> _Input material_
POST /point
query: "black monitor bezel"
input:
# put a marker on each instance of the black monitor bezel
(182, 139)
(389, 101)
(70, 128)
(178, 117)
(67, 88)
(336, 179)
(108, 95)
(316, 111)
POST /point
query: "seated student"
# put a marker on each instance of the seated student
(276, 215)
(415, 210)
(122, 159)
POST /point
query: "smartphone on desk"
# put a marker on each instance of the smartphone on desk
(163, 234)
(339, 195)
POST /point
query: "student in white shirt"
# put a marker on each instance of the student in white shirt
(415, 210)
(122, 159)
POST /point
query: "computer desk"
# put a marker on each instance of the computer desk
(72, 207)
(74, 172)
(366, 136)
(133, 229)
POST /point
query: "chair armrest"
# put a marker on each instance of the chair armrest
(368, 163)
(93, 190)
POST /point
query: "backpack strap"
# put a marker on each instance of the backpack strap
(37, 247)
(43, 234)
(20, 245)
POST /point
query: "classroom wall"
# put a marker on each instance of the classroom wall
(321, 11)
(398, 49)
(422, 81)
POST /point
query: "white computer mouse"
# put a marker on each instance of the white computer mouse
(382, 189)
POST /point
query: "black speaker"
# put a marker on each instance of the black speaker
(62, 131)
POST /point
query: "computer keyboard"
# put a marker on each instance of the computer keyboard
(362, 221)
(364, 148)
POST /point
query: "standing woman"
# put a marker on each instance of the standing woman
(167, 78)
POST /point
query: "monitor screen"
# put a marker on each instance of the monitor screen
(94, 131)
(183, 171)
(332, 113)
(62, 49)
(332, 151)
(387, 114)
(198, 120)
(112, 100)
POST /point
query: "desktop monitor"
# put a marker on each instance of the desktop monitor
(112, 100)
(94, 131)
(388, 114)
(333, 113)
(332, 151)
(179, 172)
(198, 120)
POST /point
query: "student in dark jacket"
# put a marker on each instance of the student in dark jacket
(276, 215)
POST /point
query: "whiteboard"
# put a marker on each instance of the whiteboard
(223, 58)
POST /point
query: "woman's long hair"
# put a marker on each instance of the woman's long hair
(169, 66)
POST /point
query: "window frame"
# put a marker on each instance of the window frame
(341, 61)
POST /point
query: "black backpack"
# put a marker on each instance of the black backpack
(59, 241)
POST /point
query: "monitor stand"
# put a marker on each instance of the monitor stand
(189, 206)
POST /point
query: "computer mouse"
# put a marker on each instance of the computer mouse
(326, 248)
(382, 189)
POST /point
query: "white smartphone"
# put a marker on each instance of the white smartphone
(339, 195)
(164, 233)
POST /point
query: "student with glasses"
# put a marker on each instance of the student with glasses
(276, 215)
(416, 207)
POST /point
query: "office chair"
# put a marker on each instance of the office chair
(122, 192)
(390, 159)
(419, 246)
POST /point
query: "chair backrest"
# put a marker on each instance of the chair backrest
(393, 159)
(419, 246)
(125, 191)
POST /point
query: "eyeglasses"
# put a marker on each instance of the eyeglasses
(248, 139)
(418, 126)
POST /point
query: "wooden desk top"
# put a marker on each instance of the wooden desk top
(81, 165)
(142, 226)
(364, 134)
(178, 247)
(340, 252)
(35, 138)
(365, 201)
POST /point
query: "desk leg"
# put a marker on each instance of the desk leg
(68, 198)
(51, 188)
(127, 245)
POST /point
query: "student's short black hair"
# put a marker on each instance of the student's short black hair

> _Work instructions_
How many of the lines above contain the word "bezel"? Reply with the number only.

> _The output_
2